**** Source passage

Symbolical Books

Symbolical Books This title designates the public confessions of faith of the different Christian churches or denominations; in other words, the writings in which an ecclesiastical communion publishes to the world the tenets that bind together its members and distinguish it from other communions of believers or unbelievers. For the idea of a symbol we refer to the article SYMBOLICS SEE SYMBOLICS .

The only symbol which finds universal acceptance in the Church is the Apostles Creed. As the Church creed κατ᾿ ἐξοχήν, it is distinguished from the Scriptures upon which it is based, but also, on the other hand, from the private writings and confessions of the teachers of the Church,-however greatly the latter may be esteemed. The later symbolical books differ from the briefer symbolical formulas, which alone served the purposes of the Church before the Reformation, in being more extensive and detailed, and in constituting the confessions of particular churches only (symbola particularia), while the great creeds (Apostles, Nicene, Athanasian) have ecumenical value. The phrase Libri Symbolici originated in the Lutheran Church, and was-first applied to its own confessional writings when they appeared in. the Book of Concord; but its use extended, and has long been current in all the churches and sects of Christendom.

********
**** Rows

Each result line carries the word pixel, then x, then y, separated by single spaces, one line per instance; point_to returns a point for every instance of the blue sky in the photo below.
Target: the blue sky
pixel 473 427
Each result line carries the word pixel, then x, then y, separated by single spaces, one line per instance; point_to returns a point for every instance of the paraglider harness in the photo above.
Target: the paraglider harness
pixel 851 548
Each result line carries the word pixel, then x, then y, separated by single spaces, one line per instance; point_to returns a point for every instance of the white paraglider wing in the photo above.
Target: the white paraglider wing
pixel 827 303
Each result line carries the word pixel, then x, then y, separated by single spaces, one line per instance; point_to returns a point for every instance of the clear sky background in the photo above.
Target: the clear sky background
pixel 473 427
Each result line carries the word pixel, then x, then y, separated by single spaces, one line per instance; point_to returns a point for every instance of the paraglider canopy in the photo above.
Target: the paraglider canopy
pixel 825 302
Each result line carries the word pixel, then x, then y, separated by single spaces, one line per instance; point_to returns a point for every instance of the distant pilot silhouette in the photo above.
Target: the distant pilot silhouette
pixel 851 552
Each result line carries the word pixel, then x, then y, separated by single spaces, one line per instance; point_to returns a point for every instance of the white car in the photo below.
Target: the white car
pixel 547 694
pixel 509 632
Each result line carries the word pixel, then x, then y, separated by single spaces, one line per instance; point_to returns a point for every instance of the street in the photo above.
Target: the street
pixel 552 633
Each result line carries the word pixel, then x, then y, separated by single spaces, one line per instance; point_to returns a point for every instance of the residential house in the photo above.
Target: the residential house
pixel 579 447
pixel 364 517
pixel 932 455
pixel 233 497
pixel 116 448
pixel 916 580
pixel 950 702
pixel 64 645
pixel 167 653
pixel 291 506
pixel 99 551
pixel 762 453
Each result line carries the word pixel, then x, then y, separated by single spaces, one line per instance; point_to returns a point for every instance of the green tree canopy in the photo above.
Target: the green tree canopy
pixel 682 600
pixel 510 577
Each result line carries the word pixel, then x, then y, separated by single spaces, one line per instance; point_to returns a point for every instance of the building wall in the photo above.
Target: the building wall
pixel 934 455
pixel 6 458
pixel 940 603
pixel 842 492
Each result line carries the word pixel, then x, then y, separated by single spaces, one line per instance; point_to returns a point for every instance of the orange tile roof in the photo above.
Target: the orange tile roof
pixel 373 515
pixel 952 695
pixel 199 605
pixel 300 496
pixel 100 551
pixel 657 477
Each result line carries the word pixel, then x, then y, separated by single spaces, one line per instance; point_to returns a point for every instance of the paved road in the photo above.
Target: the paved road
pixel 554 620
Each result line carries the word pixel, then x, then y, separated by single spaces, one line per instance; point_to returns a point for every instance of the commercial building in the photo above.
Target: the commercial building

********

● Task instructions: Please output the article on symbolical books from "Symbolical Books This" to "SEE SYMBOLICS .". Rely only on the article on symbolical books, not on the listing.

● Solution for this problem:
Symbolical Books This title designates the public confessions of faith of the different Christian churches or denominations; in other words, the writings in which an ecclesiastical communion publishes to the world the tenets that bind together its members and distinguish it from other communions of believers or unbelievers. For the idea of a symbol we refer to the article SYMBOLICS SEE SYMBOLICS .